-- Supplied text --
__________________________________________________
How do you cheer up an unhappy ape? With a harp!
Terri Tacheny long enjoyed taking her young daughters to Como Zoo in St. Paul, except for the Primate House, where she thought the gorillas, orangutans and monkeys often seemed to lack energy.
Her solution was a little music. Now Tacheny, a volunteer, plays once a month for an appreciative audience that ambles down to the barrier as soon as Tacheny begins setting up her beautifully carved wooden harp. She's been doing it for nearly 10 years.
"I don't speak gorilla, but there's a gorilla purr that occurs when I begin to play. And that's their happy sound," said Tacheny. She is 57.
As the sounds of Tacheny's harp drift through the zoo, a male gorilla stares through the fence at the musician. Then he chews contentedly on vegetation while families stop to snap pictures.
Tacheny is a therapeutic harpist. She plays for hospital patients to help them deal with pain and anxiety. She thought if the soothing sounds helped calm humans, it would work for the primates too.
__________________________________________________
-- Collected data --

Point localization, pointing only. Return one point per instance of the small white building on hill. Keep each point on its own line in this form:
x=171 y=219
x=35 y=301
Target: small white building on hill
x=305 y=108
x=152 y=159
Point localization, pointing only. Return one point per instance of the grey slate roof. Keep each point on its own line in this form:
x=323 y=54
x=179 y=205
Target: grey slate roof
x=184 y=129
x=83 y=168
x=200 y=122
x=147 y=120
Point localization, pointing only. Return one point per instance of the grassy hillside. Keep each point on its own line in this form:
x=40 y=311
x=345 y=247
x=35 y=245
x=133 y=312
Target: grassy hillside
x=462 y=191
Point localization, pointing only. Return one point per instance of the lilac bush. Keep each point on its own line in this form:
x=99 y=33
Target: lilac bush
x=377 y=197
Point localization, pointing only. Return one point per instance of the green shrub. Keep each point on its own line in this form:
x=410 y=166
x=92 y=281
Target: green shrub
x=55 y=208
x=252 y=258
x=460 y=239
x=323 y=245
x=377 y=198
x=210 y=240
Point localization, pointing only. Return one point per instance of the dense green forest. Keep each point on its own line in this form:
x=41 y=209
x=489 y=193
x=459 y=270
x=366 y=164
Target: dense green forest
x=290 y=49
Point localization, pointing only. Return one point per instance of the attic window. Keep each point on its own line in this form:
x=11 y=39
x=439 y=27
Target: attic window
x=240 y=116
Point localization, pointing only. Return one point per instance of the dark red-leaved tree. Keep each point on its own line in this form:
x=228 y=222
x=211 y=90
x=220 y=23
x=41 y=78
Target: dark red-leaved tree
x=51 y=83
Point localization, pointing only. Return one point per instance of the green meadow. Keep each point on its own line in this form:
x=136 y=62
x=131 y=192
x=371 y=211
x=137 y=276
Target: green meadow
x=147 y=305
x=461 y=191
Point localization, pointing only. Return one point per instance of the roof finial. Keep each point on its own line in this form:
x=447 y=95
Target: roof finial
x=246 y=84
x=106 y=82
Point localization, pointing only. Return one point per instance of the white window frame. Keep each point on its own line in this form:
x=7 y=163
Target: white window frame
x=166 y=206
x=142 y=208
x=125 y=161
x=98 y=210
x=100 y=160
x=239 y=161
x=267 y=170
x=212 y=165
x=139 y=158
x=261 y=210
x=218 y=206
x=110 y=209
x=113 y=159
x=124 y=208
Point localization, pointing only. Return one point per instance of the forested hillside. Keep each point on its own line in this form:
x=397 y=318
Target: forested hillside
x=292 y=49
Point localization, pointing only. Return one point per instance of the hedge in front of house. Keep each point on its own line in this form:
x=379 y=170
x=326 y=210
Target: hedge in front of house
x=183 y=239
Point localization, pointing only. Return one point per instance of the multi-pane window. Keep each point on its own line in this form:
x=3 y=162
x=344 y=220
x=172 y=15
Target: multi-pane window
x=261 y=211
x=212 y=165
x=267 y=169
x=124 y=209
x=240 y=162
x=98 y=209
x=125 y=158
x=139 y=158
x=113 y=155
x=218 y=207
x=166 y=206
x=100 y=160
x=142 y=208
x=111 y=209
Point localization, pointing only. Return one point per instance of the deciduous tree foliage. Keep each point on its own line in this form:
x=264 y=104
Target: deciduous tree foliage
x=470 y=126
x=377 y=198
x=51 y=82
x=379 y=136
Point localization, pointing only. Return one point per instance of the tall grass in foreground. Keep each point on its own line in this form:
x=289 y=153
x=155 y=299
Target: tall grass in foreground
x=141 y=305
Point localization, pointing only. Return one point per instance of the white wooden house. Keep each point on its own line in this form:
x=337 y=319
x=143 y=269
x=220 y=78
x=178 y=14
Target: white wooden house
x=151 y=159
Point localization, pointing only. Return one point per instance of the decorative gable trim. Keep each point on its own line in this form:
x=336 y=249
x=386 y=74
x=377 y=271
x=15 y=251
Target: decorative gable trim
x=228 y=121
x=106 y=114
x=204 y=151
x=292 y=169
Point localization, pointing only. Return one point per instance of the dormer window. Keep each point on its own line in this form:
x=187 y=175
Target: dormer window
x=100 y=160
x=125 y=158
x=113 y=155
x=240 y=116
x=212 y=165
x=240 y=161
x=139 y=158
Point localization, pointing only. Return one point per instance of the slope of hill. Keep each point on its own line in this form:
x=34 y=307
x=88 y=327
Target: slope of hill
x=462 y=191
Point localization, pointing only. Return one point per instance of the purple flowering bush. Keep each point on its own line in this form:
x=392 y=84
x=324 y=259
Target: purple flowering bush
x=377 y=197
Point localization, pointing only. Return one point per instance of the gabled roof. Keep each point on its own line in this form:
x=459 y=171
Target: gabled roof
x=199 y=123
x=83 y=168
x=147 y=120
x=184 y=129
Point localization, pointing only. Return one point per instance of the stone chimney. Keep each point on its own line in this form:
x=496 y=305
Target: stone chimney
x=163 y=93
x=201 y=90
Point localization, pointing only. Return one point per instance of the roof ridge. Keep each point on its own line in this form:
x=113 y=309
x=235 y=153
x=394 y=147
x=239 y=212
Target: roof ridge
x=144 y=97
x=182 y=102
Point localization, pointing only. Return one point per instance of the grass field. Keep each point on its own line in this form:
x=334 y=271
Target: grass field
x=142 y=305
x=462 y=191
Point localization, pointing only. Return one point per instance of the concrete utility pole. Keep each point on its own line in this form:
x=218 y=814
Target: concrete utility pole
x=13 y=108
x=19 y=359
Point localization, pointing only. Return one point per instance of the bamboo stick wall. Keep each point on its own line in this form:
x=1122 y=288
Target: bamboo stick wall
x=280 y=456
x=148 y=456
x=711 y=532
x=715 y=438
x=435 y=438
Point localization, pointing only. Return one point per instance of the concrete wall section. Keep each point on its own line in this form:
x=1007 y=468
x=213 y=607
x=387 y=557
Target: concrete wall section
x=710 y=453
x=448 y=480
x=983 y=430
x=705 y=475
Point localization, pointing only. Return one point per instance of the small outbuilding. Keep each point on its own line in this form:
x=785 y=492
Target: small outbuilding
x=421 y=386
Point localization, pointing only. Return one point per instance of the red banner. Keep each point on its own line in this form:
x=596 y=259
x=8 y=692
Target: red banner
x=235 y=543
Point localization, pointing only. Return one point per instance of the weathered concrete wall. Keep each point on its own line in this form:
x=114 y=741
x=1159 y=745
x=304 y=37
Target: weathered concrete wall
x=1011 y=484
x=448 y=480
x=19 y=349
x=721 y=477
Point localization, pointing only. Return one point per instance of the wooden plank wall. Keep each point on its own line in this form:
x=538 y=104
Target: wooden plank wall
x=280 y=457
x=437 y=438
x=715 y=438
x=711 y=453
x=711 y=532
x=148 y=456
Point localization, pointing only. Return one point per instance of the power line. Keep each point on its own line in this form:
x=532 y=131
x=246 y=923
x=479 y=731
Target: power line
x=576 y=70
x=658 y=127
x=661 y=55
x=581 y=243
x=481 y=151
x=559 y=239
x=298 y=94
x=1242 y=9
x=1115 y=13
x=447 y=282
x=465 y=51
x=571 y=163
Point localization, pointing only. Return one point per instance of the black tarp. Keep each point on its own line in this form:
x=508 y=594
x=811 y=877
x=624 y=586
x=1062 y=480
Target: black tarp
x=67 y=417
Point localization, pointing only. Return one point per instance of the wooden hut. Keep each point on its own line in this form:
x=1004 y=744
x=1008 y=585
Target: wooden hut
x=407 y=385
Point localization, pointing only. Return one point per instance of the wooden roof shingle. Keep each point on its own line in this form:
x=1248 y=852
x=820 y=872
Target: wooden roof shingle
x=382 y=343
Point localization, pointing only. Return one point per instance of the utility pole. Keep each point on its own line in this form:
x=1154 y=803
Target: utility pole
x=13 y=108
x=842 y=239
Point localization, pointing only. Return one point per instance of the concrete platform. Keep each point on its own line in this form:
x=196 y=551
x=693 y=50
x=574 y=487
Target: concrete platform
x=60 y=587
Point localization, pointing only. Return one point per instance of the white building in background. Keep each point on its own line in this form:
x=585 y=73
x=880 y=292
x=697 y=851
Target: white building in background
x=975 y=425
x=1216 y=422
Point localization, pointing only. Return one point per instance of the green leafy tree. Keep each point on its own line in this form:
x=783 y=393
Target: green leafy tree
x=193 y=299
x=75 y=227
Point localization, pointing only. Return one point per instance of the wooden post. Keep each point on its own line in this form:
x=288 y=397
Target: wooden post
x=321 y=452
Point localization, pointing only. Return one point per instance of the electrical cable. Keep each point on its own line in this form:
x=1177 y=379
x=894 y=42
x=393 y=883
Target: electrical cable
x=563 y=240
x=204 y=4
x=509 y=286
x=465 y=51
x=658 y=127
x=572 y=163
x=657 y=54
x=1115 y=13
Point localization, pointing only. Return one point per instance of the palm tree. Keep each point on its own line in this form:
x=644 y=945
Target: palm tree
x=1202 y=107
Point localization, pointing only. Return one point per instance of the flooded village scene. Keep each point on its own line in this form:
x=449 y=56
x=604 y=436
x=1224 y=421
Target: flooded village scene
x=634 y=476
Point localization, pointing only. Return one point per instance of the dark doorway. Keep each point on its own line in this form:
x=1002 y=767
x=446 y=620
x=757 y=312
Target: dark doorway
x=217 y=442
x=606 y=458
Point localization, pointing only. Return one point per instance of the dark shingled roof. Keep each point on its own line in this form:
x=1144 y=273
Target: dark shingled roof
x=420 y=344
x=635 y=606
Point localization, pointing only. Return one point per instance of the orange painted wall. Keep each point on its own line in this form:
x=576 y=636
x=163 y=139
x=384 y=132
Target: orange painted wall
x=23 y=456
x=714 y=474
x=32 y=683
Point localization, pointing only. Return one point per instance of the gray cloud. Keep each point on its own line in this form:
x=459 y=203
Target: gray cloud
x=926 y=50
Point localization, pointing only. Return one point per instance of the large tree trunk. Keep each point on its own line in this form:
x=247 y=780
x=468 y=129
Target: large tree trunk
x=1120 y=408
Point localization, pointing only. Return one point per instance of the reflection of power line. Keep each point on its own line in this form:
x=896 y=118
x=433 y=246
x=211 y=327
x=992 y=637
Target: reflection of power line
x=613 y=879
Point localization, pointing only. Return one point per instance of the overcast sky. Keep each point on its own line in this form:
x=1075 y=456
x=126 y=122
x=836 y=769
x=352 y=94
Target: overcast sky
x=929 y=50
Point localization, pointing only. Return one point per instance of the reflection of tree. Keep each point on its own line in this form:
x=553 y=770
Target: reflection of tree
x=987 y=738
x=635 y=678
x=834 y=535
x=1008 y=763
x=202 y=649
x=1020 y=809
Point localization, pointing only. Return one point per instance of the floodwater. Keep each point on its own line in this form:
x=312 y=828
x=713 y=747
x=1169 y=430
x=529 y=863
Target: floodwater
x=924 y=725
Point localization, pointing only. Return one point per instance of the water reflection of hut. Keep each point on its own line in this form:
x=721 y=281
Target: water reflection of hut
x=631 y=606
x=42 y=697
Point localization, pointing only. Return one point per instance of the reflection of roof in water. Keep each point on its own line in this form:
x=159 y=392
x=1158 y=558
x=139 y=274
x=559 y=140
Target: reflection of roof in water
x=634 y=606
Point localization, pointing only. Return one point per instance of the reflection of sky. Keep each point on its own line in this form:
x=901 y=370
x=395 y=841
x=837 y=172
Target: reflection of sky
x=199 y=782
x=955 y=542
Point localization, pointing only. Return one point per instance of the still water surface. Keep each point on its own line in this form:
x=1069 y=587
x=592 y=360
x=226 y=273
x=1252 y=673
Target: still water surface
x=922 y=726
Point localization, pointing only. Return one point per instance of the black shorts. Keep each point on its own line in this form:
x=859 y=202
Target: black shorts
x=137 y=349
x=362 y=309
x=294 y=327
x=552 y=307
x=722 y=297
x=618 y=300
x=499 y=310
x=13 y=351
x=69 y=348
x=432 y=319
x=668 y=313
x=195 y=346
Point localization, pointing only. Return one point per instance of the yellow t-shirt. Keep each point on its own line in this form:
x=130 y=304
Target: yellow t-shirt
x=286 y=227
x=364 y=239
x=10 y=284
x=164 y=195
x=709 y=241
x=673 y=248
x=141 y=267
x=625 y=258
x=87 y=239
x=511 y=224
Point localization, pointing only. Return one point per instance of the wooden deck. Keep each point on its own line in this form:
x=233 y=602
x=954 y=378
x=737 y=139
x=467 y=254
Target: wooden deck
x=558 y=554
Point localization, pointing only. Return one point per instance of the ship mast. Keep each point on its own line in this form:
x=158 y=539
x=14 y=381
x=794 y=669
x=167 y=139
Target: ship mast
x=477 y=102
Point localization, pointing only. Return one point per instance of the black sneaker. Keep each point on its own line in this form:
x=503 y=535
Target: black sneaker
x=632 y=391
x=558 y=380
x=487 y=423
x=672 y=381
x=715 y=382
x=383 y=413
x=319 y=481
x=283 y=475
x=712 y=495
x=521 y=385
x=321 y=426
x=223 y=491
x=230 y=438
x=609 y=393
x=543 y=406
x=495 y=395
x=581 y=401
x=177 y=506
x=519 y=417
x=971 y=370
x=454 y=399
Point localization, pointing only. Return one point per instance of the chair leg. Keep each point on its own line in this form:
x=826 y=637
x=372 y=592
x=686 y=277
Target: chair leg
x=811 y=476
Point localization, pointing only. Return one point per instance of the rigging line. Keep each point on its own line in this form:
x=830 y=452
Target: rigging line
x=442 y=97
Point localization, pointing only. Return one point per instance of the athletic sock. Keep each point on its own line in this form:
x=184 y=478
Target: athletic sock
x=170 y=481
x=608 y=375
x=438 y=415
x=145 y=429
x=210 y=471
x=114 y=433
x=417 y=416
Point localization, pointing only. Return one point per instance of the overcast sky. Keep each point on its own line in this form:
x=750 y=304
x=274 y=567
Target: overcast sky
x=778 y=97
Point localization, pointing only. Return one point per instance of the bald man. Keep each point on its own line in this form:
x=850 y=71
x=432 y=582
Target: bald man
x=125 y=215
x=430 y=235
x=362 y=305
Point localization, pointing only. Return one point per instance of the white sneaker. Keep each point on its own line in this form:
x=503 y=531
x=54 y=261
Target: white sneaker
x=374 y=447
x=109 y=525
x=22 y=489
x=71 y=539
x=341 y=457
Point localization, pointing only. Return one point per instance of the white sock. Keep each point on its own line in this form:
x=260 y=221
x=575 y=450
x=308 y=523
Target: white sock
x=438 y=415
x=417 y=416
__________________________________________________
-- Apply what you read --
a - Using the article about the harpist at Como Zoo, explain why Tacheny expected harp music to help the primates.
b - Continue the article about the harpist at Como Zoo from its last sentence.

-- Answers given --
a - Tacheny is a therapeutic harpist who plays for hospital patients to help them cope with pain and anxiety. She reasoned that if the soothing sounds calmed humans, they would work for the primates too.

b -
"I would love to see every zoo have a harpist. I think it benefits the animals," said Tacheny.
Tami Murphy, a zookeeper at Como, said Tacheny has played for all the animals. Some aren't interested, Murphy said, but the harp music "seems to be a really calming thing for the apes to listen to."
Tacheny says she's never gotten a negative review from her audience of apes.
"I've never had anything thrown at me," she said.
Critical thinking challenge: Terri plays for hospital patients and for apes. Whats the connection?